TASKS TO COMPLETE.
A. Name every person mentioned in the quantum glossary in connection with quantum experiments and cryptography.
B. In the quantum glossary, retype the stretch from "In quantum experiments, these" through "take a look.".

DOCUMENT EXTRACT.
○ ○ ○ ○ ○ ○ ○
T is for ... Teleportation

Quantum tricks allow a particle to be transported from one location to another without passing through the intervening space – or that’s how it appears. The reality is that the process is more like faxing, where the information held by one particle is written onto a distant particle.

W is for ... Wavefunction

The mathematics of quantum theory associates each quantum object with a wavefunction that appears in the Schrödinger equation and gives the probability of finding it in any given state.

I is for ... Interferometer

Some of the strangest characteristics of quantum theory can be demonstrated by firing a photon into an interferometer: the device’s output is a pattern that can only be explained by the photon passing simultaneously through two widely-separated slits.

R is for ... Reality

Since the predictions of quantum theory have been right in every experiment ever done, many researchers think it is the best guide we have to the nature of reality. Unfortunately, that still leaves room for plenty of ideas about what reality really is!

A is for ... Alice and Bob

In quantum experiments, these are the names traditionally given to the people transmitting and receiving information. In quantum cryptography, an eavesdropper called Eve tries to intercept the information.

I is for ... Information

Many researchers working in quantum theory believe that information is the most fundamental building block of reality.

G is for ... Gluon

These elementary particles hold together the quarks that lie at the heart of matter.

S is for ... Schrödinger’s Cat

A hypothetical experiment in which a cat kept in a closed box can be alive and dead at the same time – as long as nobody lifts the lid to take a look.

S is for ... Superposition

Quantum objects can exist in two or more states at once: an electron in superposition, for example, can simultaneously move clockwise and anticlockwise around a ring-shaped conductor.

S is for ... Schrödinger Equation

This is the central equation of quantum theory, and describes how any quantum system will behave, and how its observable qualities are likely to manifest in an experiment.

C is for ... Cryptography

People have been hiding information in messages for millennia, but the quantum world provides a whole new way to do it.
○ ○ ○ ○ ○ ○ ○
DATA PROVIDED.
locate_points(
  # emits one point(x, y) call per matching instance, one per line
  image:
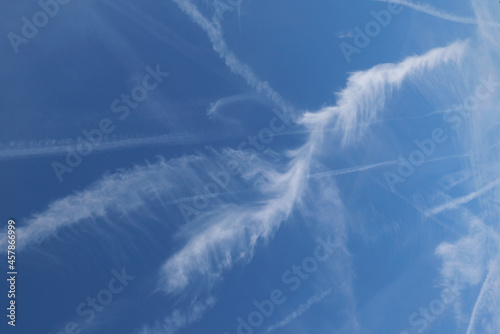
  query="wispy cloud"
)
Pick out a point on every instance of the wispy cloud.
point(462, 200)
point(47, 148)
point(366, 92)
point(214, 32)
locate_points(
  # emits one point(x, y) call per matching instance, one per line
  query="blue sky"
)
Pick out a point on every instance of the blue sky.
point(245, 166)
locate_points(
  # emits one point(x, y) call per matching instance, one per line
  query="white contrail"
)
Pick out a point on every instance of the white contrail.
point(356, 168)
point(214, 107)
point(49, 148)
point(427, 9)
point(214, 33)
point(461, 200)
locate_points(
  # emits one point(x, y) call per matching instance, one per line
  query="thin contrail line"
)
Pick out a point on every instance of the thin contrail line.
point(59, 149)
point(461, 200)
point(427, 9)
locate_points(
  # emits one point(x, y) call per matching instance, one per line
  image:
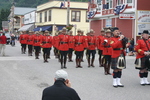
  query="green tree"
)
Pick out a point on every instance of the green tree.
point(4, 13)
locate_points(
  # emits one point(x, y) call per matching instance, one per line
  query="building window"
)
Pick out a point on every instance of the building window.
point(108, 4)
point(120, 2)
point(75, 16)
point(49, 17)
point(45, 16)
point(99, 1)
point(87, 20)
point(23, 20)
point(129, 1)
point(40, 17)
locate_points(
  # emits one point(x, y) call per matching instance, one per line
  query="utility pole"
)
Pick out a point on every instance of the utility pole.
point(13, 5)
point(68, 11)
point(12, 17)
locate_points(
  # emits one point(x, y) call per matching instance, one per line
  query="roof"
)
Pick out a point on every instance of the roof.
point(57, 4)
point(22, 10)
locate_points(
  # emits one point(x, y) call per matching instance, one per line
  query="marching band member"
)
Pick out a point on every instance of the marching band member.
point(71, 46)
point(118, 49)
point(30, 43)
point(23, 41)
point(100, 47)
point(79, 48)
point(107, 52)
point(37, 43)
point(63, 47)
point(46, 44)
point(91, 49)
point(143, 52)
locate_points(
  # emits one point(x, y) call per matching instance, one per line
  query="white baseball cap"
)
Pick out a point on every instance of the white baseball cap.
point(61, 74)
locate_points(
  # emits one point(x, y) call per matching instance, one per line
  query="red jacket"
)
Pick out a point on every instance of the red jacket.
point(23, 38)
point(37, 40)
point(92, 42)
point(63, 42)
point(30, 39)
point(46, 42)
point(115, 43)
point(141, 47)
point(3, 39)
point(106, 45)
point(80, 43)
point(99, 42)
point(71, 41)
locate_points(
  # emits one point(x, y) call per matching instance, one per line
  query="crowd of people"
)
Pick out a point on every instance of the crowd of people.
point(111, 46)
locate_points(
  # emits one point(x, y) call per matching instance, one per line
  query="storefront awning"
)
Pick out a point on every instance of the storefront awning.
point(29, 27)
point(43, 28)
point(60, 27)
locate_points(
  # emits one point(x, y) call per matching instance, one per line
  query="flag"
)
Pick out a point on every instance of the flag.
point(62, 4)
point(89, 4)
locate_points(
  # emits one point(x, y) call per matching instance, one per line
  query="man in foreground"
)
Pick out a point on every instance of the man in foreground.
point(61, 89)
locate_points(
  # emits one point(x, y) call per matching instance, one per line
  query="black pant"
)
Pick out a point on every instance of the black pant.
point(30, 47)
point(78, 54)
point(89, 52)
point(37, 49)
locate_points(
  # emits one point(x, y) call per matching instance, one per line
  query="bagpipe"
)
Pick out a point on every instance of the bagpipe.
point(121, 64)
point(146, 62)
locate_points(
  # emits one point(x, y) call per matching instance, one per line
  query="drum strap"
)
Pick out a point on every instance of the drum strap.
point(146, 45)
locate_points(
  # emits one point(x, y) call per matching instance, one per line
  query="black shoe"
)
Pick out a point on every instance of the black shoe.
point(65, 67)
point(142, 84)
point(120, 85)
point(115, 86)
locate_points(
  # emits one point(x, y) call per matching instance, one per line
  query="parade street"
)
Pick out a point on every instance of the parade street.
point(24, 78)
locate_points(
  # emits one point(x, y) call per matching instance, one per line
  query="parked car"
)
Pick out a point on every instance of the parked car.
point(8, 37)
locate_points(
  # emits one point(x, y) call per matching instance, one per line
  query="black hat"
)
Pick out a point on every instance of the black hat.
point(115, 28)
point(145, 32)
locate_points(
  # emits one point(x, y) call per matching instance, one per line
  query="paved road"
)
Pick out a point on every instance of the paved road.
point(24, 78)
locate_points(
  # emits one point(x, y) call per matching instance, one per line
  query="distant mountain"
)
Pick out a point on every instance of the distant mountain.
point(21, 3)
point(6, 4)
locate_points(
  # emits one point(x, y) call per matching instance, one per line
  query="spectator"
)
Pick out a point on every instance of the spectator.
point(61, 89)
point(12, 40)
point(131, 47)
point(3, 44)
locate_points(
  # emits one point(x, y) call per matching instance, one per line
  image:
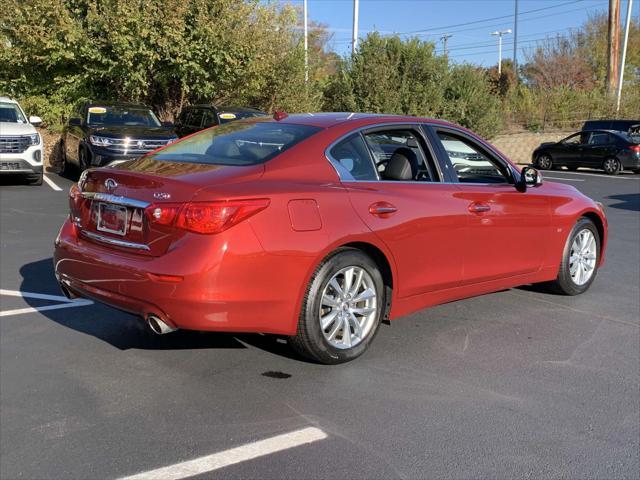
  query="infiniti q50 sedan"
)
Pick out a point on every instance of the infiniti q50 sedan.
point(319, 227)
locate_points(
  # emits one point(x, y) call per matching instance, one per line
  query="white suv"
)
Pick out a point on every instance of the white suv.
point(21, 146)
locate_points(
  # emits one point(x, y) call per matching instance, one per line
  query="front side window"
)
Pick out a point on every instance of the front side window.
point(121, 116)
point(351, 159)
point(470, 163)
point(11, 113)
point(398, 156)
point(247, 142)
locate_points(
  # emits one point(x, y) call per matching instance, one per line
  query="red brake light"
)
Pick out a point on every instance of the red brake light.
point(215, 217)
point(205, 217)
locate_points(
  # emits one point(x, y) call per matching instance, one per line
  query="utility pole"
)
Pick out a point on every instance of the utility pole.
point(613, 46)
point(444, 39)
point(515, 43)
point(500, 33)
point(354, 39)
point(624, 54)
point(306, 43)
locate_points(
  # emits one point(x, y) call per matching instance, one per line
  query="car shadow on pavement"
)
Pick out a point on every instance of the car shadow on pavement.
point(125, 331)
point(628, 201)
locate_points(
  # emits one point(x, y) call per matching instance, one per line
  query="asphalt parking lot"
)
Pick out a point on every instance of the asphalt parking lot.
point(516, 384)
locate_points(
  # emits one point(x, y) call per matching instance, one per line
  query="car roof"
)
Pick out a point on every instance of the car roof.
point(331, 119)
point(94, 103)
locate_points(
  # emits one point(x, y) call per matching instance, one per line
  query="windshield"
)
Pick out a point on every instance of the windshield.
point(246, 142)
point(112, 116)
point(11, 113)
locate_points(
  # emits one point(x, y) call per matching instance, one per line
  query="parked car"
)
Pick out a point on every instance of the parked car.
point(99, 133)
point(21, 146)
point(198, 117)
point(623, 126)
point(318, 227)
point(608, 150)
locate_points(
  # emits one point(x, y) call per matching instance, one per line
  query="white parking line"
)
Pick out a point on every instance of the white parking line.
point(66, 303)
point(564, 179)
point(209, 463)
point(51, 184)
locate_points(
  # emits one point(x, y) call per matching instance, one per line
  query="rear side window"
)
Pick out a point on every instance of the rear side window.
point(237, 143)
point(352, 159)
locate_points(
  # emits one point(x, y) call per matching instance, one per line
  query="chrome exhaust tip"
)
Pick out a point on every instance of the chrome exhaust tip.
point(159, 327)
○ ○ ○ ○ ○ ○ ○
TASK SOLUTIONS.
A. Alice, Bob, Eve

B.
In quantum experiments, these are the names traditionally given to the people transmitting and receiving information. In quantum cryptography, an eavesdropper called Eve tries to intercept the information.

I is for ... Information

Many researchers working in quantum theory believe that information is the most fundamental building block of reality.

G is for ... Gluon

These elementary particles hold together the quarks that lie at the heart of matter.

S is for ... Schrödinger’s Cat

A hypothetical experiment in which a cat kept in a closed box can be alive and dead at the same time – as long as nobody lifts the lid to take a look.